── RECORDS PROVIDED ──

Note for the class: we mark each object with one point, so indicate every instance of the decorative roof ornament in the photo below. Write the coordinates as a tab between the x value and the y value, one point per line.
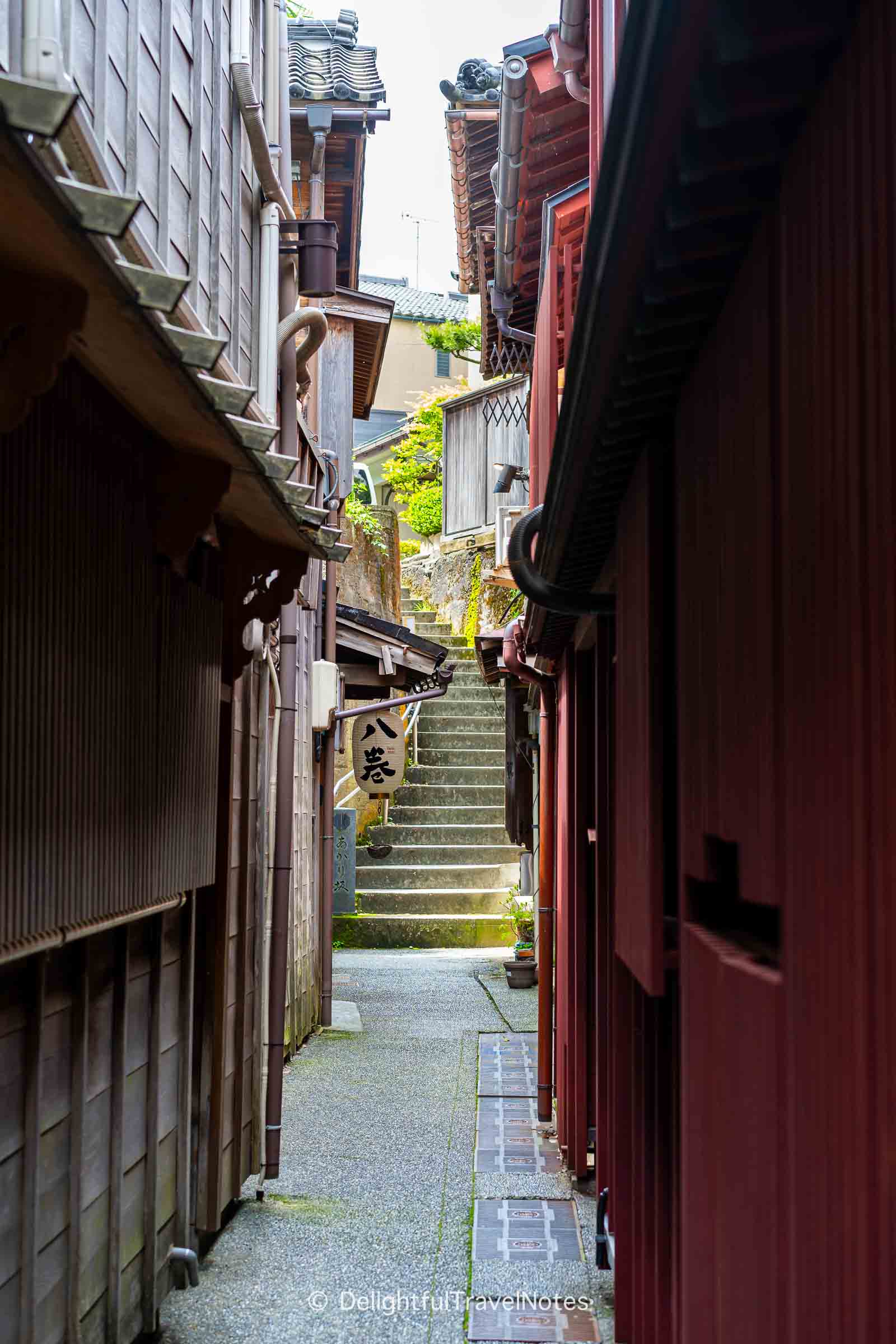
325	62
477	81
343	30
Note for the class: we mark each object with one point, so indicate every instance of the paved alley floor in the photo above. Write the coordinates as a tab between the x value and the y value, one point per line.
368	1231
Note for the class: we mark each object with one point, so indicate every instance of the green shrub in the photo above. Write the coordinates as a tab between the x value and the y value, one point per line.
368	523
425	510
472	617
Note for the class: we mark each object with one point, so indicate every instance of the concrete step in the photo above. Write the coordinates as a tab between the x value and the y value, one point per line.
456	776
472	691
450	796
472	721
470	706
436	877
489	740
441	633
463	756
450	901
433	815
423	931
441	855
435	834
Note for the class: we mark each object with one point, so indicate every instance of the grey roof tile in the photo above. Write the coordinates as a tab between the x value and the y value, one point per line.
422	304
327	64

───

**EXERCISE DIRECTIONS**
Every entry above is to be printed again exactly, pictures omitted.

**RESULT OF THE EXERCISE**
Note for the class: we mark each object with one point, so indicate every instance of the decorative roof ornament in the photo below. Write the coordinates as a tab between the x value and the y value, one point per line.
325	62
477	81
343	30
Note for the class: we mark each object with one point, so indicate every instance of the paved alley floor in the photo above. Write the coordinates as a tab between the x value and the y value, one point per line.
368	1231
Note for the class: we mark each object with one point, so indicate every instance of the green shrub in the photo above. Write the coordinates as a tab between the x value and the y value, one point per line.
368	523
425	510
472	617
Note for the class: we mark each object with one point, so indicate every instance of the concrete step in the photo above. Write the coordinates as a tab between the x value and the y value, one point per line.
456	776
472	691
450	796
472	721
470	706
436	877
489	740
441	633
463	756
450	901
433	815
423	931
441	855
435	834
Note for the class: we mark each object with one point, so indicate every instance of the grey roof tile in the photo above. Write the coordinates as a tab between the x value and the y value, one point per line.
422	304
327	64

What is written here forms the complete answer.